# Okuma Metni:
Tarih boyunca Yahudilerle birlikte soykırıma uğrayarak ortak
bir kaderi paylaşan, fakat Yahudiler kadar dünyanın ilgisini çekemeyen
Çingenelere ve onların tarihlerine yer verdiğim yazı dizimizi bu gün
bitiriyoruz.
***
Avrupa Çingenelerinin yıllar öncesinden örgütlenmelerini
başarmış olmalarına rağmen, ülkemizdeki Çingenelerin bunu henüz
gerçekleştirememiş olduklarını görüyoruz. Aslında Avrupa Çingenelerinin bu
örgütlenişini Avrupa’nın demokratik ortamının yanı sıra, oradaki Çingenelere
yönelik baskılar ve misyonerlik faaliyetlerine bağlamak mümkündür. Almanya’da
1903’de Schlesien’de “Güneydoğu-Avrupa Misyonu” isimli örgüt kurulmuştur. Bunu
1913’deki merkezi Zürih’de olan “İsviçreli Çingeneler” teşkilatı takip
etmiştir. Avrupa’nın diğer ülkelerinde de daha sonraki zamanlarda bilhassa
1948-1983 yılları arasında pek çok farklı Çingene örgütleri teşekkül etmiştir.
1955’den itibaren de Çingene konferansları başlatılmıştır. Sonra Nisan 1971’de
Londra’da “1.Enternasyonal Çingene Konferansı” tertip edilmiştir. Bu konferansa
14 ülkeden delegeler katılmıştır. Konferansın başkanlığını Yugoslav delegesi
Slobodan Berberski yapmıştır. Konferansın ana konusunu, bilhassa Almanya’daki
Çingenelere yönelik ırkçı cinayetler, maruz kaldıkları insanlık dışı
uygulamalar, hakaretler ve Çingenelerin kullandığı kamp alanlarının kanunsuz
bir şekilde yasaklanması teşkil etmiştir. Ayrıca bu konferansta Avrupa
Çingenelerinin genel sorunları da dile getirilmiştir. Nisan 1978’de ise Genf
şehrinde “2. Dünya Çingene Konferansı,” 26 ülkeden gelen 120 delegenin
iştirakiyle gerçekleşmiştir. On iki oturumdan oluşan bu konferansta dünya
Çingenelerinin genel sorunları tartışılmıştır. Konferans, bütün oturumların başkanlığını
yapan Dr. Jan Cibula’nın “Genf Açıklaması” olarak isimlendirilen şu ifadesiyle
son bulmuştur: “Ben Çingene doktorum. İnsanları fakir, zengin, beyaz ya da
siyah diye ayırmaksızın iyileştiriyorum. Hiç bir ayırım yapmaksızın herkese
gerekli ilaçları, bilgimi ve kalbimi veriyorum... Biz insani dünyada insani
varlığımızla yaşamak istiyoruz. Biz cemiyetin (örgütün) kapısını açtık.

# Yapılacak Alıştırmalar:
A) Metinde "Tarih boyunca Yahudilerle" ifadesinden "örgütleri teşekkül etmiştir." ifadesine kadar uzanan bölümün tamamını hiçbir değişiklik yapmadan kopyalayın.
B) Metindeki "Tarih boyunca Yahudilerle" diye başlayan paragrafı, ana bilgilerini koruyarak lütfen daha kısa biçimde yeniden yazın.
Yalnızca metinde yer alan bilgilere dayanın.

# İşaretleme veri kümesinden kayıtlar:
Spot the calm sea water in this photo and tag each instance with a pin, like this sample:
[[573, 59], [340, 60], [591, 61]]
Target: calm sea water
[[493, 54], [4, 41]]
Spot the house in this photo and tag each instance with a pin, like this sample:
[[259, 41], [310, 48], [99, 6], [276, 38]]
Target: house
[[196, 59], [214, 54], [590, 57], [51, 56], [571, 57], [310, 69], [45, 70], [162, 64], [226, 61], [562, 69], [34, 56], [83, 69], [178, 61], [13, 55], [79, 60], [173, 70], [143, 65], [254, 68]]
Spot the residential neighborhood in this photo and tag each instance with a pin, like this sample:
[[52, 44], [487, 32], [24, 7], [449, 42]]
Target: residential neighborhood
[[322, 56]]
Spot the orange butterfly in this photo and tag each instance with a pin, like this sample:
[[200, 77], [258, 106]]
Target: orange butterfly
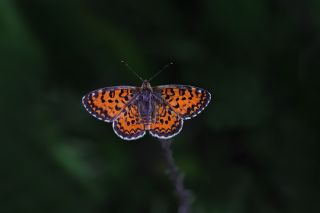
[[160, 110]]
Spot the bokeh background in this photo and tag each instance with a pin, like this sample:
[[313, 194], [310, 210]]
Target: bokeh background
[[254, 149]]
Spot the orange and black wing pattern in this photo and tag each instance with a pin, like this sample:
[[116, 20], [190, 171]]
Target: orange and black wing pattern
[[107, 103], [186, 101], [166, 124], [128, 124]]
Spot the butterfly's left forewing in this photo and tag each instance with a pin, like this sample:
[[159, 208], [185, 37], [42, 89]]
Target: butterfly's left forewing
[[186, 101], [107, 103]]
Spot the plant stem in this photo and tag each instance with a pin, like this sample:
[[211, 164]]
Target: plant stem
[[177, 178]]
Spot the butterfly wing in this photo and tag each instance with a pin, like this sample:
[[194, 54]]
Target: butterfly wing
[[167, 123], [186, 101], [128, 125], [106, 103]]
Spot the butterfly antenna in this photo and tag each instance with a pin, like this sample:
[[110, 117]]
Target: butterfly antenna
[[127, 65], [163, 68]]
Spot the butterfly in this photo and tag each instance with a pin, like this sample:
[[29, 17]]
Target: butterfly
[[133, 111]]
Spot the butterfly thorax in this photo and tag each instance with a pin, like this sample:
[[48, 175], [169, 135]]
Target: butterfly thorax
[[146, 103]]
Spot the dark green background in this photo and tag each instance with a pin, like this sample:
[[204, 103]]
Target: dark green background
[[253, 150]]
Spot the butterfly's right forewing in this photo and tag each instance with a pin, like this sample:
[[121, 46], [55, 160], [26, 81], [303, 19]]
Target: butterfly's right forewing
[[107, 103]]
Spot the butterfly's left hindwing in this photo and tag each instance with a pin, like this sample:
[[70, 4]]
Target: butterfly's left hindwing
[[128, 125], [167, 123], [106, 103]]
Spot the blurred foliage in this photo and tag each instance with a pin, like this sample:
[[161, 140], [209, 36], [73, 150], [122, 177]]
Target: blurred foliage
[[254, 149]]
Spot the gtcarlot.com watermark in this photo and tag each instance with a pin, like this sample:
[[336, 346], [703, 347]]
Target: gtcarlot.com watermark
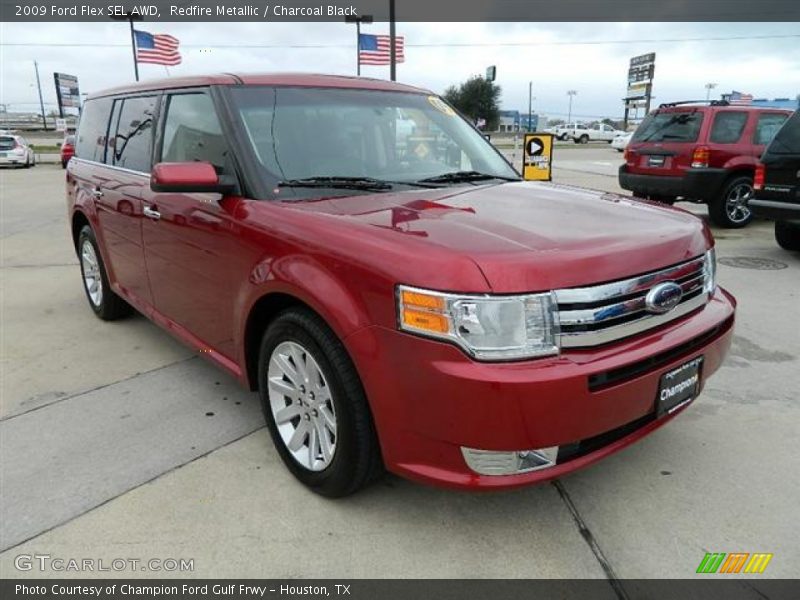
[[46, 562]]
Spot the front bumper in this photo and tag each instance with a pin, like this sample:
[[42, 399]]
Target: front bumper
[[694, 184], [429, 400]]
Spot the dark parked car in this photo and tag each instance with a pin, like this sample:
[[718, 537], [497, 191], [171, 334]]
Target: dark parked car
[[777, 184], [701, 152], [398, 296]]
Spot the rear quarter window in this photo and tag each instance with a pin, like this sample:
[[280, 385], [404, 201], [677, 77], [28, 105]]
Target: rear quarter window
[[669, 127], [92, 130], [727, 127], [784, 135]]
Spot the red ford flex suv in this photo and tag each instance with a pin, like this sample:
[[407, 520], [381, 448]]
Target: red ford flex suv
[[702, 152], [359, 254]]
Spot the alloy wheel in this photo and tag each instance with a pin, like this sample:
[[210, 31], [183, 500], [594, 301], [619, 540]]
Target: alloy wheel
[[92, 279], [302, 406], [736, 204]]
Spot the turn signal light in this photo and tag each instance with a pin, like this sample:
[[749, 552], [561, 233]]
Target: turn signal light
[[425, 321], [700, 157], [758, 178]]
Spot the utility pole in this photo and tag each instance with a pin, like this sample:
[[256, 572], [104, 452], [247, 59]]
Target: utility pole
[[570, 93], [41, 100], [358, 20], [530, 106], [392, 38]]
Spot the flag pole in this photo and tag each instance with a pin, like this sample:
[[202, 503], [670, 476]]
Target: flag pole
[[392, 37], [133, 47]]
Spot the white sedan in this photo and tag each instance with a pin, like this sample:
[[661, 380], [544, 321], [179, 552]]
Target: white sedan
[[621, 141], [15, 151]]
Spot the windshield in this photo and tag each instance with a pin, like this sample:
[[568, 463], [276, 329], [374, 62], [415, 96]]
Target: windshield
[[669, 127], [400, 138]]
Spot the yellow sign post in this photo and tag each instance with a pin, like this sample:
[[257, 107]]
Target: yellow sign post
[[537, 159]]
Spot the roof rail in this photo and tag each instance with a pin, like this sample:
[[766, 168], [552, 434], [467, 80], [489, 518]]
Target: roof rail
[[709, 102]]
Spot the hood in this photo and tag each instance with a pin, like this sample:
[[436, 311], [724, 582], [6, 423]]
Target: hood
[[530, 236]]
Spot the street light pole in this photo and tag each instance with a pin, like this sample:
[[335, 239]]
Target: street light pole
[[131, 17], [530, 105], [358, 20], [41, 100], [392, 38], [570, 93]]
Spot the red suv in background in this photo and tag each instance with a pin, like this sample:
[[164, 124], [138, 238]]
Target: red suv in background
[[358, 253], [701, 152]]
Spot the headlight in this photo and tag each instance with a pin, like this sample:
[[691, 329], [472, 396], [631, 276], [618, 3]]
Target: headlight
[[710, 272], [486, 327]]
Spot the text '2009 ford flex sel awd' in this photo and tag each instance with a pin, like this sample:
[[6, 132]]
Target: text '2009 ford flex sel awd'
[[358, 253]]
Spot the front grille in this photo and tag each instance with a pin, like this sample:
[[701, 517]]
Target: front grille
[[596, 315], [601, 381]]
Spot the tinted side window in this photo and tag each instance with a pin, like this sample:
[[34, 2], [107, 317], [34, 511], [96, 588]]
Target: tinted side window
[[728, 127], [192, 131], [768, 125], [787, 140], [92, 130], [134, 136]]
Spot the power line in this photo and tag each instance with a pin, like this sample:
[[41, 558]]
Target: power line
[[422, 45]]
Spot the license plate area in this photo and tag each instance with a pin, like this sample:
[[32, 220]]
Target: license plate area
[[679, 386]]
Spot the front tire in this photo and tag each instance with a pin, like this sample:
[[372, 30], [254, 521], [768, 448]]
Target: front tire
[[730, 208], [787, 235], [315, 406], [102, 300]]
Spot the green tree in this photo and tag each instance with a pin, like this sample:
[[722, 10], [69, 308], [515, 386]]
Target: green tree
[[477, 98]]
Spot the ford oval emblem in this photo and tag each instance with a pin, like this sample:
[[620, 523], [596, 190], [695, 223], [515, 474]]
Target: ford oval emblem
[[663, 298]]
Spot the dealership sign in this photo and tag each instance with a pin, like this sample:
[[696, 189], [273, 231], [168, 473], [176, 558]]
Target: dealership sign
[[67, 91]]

# Alıştırma Cevapları:
A)
Tarih boyunca Yahudilerle birlikte soykırıma uğrayarak ortak
bir kaderi paylaşan, fakat Yahudiler kadar dünyanın ilgisini çekemeyen
Çingenelere ve onların tarihlerine yer verdiğim yazı dizimizi bu gün
bitiriyoruz.
***
Avrupa Çingenelerinin yıllar öncesinden örgütlenmelerini
başarmış olmalarına rağmen, ülkemizdeki Çingenelerin bunu henüz
gerçekleştirememiş olduklarını görüyoruz. Aslında Avrupa Çingenelerinin bu
örgütlenişini Avrupa’nın demokratik ortamının yanı sıra, oradaki Çingenelere
yönelik baskılar ve misyonerlik faaliyetlerine bağlamak mümkündür. Almanya’da
1903’de Schlesien’de “Güneydoğu-Avrupa Misyonu” isimli örgüt kurulmuştur. Bunu
1913’deki merkezi Zürih’de olan “İsviçreli Çingeneler” teşkilatı takip
etmiştir. Avrupa’nın diğer ülkelerinde de daha sonraki zamanlarda bilhassa
1948-1983 yılları arasında pek çok farklı Çingene örgütleri teşekkül etmiştir.

B) Yahudilerle aynı soykırım kaderini paylaşan ama onlar kadar dünyanın ilgisini çekemeyen Çingeneleri ve tarihlerini konu alan yazı dizisi bugün sona eriyor.